_Problem statement_. Revise the listing below by changing every instance of "tortoise" to "turtle", keeping all other lines identical.

#####

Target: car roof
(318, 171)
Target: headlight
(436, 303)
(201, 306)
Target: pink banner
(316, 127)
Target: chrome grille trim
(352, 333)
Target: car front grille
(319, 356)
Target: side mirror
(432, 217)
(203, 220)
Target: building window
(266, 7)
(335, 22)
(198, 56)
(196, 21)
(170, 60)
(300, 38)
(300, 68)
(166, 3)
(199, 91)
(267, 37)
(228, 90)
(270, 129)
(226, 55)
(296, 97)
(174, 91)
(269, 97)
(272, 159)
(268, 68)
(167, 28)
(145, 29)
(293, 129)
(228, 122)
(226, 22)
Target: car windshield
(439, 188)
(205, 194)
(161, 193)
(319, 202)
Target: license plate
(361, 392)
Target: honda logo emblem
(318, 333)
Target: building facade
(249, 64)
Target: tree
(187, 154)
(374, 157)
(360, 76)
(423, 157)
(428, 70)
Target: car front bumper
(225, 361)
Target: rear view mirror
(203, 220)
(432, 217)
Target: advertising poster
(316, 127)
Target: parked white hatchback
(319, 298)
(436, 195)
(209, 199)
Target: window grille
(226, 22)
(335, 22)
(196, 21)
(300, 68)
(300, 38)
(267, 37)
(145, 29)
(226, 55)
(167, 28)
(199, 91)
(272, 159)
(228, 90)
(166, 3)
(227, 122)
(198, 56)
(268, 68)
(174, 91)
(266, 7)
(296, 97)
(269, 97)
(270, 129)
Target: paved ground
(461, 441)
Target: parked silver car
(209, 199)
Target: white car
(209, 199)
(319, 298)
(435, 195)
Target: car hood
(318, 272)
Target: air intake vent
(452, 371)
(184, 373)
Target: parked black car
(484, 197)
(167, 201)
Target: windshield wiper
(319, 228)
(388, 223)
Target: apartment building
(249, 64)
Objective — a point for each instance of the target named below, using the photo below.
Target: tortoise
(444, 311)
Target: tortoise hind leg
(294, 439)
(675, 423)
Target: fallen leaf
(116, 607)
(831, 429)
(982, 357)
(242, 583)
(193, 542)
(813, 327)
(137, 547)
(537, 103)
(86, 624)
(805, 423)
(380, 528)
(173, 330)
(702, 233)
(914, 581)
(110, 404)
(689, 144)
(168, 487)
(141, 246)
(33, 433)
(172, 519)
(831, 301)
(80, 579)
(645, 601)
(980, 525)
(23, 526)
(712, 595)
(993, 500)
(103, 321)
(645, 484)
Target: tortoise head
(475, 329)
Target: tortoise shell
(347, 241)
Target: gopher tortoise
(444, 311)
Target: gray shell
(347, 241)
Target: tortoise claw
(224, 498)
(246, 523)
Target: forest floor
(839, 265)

#####

_Answer to this task_.
Target: car roof
(318, 171)
Target: headlight
(436, 303)
(201, 306)
Target: pink banner
(316, 127)
Target: chrome grille trim
(352, 333)
Target: car front grille
(319, 356)
Target: side mirror
(432, 217)
(203, 220)
Target: building window
(266, 7)
(335, 22)
(198, 56)
(196, 21)
(170, 60)
(300, 38)
(300, 68)
(166, 3)
(199, 91)
(267, 37)
(228, 90)
(270, 129)
(226, 55)
(296, 97)
(174, 91)
(269, 97)
(272, 159)
(268, 68)
(167, 28)
(145, 29)
(293, 129)
(228, 122)
(226, 22)
Target: car windshield
(439, 188)
(205, 194)
(161, 193)
(319, 202)
Target: license plate
(361, 392)
Target: honda logo emblem
(318, 333)
Target: building facade
(249, 64)
Target: tree
(187, 154)
(374, 157)
(360, 76)
(423, 157)
(428, 70)
Target: car front bumper
(225, 361)
Target: rear view mirror
(203, 220)
(432, 217)
Target: advertising poster
(316, 127)
Target: parked white hatchback
(319, 298)
(436, 195)
(209, 199)
Target: window grille
(226, 22)
(335, 22)
(196, 21)
(300, 68)
(300, 38)
(267, 37)
(145, 29)
(226, 55)
(167, 28)
(199, 91)
(272, 159)
(228, 90)
(166, 3)
(227, 122)
(198, 56)
(268, 68)
(174, 91)
(266, 7)
(296, 97)
(269, 97)
(270, 129)
Target: paved ground
(461, 441)
Target: parked silver car
(209, 199)
Target: white car
(209, 199)
(319, 298)
(435, 195)
Target: car hood
(318, 272)
Target: air intake vent
(452, 371)
(184, 373)
Target: parked black car
(484, 197)
(167, 201)
Target: windshield wiper
(319, 228)
(388, 223)
Target: apartment building
(249, 64)
Objective — a point for each instance of the target named below, using the photo below.
Target: turtle
(444, 311)
Target: turtle hind leg
(294, 439)
(675, 423)
Target: fallen leaf
(116, 607)
(831, 429)
(982, 357)
(242, 583)
(193, 542)
(813, 327)
(137, 547)
(537, 103)
(86, 624)
(805, 423)
(380, 528)
(173, 330)
(702, 233)
(914, 581)
(110, 404)
(689, 144)
(168, 487)
(141, 246)
(33, 433)
(172, 519)
(831, 301)
(80, 579)
(645, 601)
(980, 525)
(23, 526)
(712, 595)
(993, 500)
(103, 321)
(645, 484)
Target: turtle head
(475, 329)
Target: turtle shell
(347, 241)
Target: gopher turtle
(444, 311)
Target: gray shell
(347, 241)
Target: turtle claw
(224, 498)
(246, 523)
Target: forest floor
(839, 265)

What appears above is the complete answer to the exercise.